From the entries below, gather every line containing the string "block".

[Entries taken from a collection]
◆ ◆ ◆ ◆ ◆
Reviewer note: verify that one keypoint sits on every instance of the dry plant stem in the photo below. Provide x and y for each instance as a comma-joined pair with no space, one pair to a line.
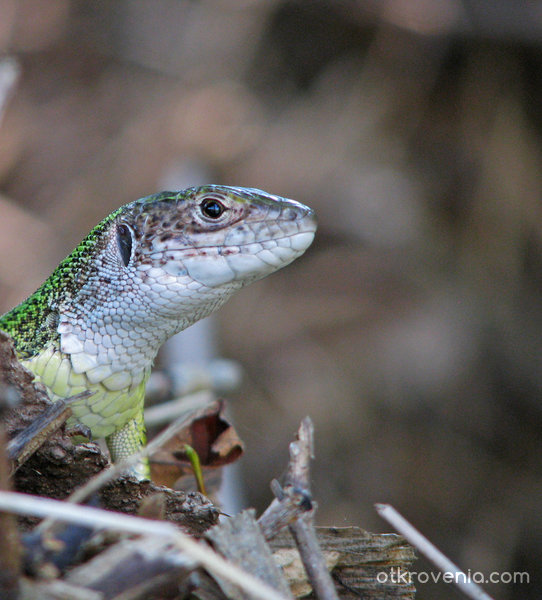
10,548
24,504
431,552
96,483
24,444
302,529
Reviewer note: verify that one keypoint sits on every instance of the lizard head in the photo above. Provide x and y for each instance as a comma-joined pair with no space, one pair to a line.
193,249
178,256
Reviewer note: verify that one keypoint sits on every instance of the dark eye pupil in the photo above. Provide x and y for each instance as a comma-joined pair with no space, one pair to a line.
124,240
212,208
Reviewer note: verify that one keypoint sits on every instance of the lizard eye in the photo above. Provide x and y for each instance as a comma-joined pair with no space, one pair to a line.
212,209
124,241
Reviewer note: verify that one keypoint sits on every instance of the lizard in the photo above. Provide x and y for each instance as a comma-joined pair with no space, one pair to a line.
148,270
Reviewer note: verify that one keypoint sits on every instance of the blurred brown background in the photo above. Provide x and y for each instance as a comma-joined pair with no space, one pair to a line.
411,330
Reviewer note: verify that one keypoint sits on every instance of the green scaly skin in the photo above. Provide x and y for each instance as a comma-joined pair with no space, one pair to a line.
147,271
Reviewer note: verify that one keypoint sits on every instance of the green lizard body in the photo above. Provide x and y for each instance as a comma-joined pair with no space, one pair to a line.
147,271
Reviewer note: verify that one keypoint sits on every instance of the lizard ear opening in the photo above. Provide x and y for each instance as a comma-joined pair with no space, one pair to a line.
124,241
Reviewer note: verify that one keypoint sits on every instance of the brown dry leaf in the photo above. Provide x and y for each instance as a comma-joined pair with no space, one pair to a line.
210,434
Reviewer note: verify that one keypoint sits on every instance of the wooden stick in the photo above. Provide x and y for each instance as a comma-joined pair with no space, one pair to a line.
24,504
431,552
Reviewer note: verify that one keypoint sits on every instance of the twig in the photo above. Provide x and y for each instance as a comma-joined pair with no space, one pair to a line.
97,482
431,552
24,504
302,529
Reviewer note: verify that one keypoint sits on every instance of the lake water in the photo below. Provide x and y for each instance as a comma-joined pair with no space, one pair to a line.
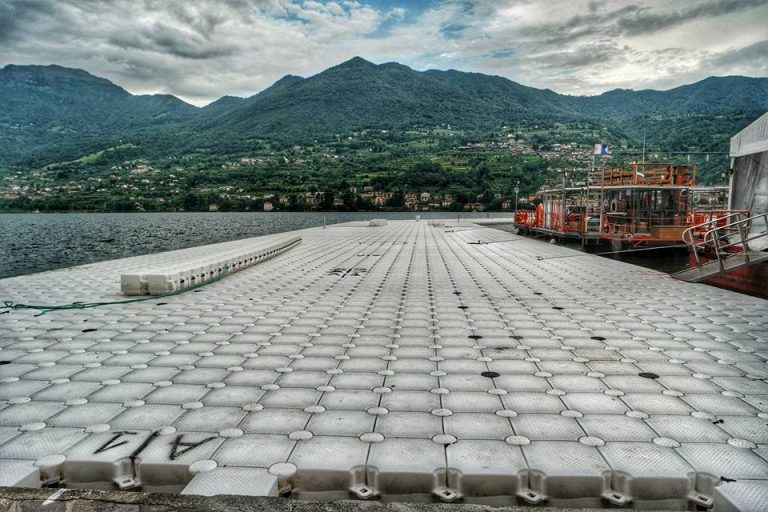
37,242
◆ ◆ ◆ ◆ ◆
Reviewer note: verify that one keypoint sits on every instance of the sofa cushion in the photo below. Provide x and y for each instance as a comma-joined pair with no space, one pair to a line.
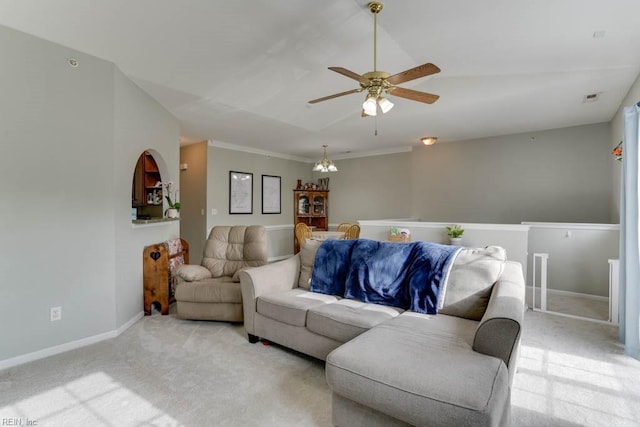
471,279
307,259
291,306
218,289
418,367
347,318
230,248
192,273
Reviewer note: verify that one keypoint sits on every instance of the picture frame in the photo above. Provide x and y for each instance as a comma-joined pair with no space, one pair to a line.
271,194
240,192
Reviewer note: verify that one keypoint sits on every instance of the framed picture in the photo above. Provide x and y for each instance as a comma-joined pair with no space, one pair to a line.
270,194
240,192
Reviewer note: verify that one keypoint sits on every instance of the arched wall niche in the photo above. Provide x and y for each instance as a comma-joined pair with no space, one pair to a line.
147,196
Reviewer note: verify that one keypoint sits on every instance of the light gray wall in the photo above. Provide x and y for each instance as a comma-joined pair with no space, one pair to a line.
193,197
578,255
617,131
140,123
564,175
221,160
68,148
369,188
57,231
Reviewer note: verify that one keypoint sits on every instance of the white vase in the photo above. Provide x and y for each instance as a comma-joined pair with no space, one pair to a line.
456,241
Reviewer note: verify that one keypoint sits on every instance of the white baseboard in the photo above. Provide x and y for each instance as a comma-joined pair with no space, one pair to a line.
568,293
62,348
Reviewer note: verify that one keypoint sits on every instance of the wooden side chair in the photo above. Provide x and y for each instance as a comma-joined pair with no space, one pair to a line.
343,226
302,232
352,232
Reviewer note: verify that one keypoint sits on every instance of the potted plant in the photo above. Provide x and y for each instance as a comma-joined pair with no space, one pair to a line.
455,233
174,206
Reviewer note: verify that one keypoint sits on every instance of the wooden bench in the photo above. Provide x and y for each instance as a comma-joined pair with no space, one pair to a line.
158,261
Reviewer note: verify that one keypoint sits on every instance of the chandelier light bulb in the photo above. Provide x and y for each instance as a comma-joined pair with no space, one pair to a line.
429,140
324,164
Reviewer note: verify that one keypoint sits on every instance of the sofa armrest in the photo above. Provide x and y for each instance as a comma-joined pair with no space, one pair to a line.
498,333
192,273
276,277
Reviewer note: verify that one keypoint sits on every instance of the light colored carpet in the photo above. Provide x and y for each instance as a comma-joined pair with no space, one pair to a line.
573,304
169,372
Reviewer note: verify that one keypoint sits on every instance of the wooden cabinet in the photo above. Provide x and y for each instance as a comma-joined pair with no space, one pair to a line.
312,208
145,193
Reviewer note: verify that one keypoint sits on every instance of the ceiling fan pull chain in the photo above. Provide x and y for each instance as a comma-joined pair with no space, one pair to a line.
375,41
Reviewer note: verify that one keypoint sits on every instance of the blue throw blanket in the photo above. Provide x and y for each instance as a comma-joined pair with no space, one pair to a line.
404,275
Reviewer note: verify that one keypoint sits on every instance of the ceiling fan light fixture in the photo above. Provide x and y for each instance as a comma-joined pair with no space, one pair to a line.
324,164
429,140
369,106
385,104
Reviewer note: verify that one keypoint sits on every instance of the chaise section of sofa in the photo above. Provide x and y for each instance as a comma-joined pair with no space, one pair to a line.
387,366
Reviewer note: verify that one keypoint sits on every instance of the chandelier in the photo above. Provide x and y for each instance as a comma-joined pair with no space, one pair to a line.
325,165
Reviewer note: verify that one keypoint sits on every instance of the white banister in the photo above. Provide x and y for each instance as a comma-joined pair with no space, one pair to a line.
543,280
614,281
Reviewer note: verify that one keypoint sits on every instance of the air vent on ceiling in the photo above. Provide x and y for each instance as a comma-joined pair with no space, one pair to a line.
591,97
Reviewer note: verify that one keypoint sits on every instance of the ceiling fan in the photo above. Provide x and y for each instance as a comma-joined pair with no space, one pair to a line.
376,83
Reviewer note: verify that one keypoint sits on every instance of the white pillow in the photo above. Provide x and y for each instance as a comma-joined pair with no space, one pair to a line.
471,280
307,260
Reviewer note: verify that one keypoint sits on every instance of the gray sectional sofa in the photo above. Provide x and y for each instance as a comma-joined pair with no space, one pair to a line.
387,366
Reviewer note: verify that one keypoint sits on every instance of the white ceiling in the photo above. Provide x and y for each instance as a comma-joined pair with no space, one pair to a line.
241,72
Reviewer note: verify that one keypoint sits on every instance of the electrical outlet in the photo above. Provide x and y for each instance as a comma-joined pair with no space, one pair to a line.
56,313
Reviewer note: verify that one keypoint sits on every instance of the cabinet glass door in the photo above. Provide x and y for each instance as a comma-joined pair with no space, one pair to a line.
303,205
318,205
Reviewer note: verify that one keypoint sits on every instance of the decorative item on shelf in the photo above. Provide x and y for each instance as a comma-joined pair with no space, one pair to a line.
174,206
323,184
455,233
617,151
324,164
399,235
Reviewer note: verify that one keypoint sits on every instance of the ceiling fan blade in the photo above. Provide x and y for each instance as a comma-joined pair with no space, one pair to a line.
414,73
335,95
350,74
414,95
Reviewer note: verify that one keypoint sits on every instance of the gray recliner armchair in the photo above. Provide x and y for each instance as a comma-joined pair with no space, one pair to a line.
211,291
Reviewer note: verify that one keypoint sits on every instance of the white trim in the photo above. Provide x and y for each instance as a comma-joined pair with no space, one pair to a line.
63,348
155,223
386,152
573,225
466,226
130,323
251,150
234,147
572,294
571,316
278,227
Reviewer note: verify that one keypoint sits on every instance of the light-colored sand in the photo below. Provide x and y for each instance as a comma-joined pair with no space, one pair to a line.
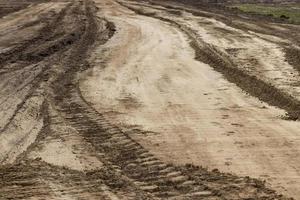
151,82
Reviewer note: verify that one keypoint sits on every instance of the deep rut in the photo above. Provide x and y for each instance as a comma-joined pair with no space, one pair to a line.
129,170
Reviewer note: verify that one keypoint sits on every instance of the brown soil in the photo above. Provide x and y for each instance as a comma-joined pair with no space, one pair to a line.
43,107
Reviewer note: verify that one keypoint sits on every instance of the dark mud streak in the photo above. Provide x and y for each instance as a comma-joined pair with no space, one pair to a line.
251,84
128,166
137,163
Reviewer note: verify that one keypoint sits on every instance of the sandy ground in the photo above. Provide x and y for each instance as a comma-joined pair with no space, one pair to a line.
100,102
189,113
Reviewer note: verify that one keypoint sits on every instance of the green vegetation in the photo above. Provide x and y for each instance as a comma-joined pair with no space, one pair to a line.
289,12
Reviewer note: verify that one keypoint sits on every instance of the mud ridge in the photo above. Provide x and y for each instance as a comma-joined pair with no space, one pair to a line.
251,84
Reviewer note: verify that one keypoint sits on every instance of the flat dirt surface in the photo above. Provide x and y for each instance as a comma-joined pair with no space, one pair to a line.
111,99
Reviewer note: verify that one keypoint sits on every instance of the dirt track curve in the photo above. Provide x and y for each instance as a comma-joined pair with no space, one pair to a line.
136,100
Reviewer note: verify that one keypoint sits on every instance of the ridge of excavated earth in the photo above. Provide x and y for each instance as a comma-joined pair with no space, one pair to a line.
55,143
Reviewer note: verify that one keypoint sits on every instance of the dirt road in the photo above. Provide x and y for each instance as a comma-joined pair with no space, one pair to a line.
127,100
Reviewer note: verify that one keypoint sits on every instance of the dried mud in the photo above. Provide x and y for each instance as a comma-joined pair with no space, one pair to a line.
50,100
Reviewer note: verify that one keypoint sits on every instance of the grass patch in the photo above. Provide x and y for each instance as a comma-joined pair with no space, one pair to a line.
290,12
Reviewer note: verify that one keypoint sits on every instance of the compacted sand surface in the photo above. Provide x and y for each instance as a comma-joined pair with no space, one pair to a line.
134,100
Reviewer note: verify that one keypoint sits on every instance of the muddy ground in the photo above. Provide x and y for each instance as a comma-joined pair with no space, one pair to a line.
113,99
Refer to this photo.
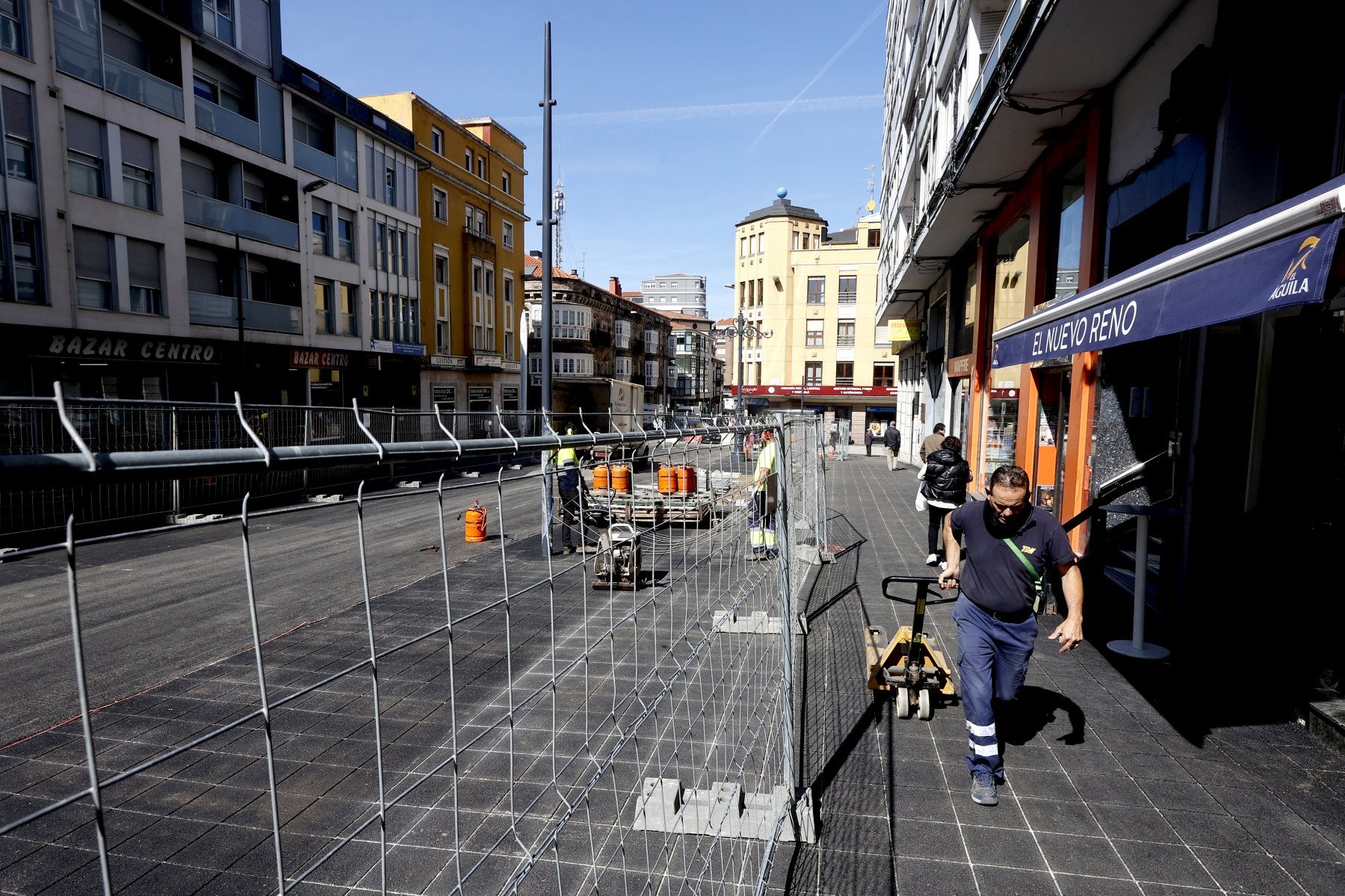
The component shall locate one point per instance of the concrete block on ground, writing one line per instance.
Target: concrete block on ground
◆ ◆ ◆ ◆ ◆
(Answer area):
The component shall locate one point per instance of the concrete block on ground, writing one line per instance.
Target: concrete block on ground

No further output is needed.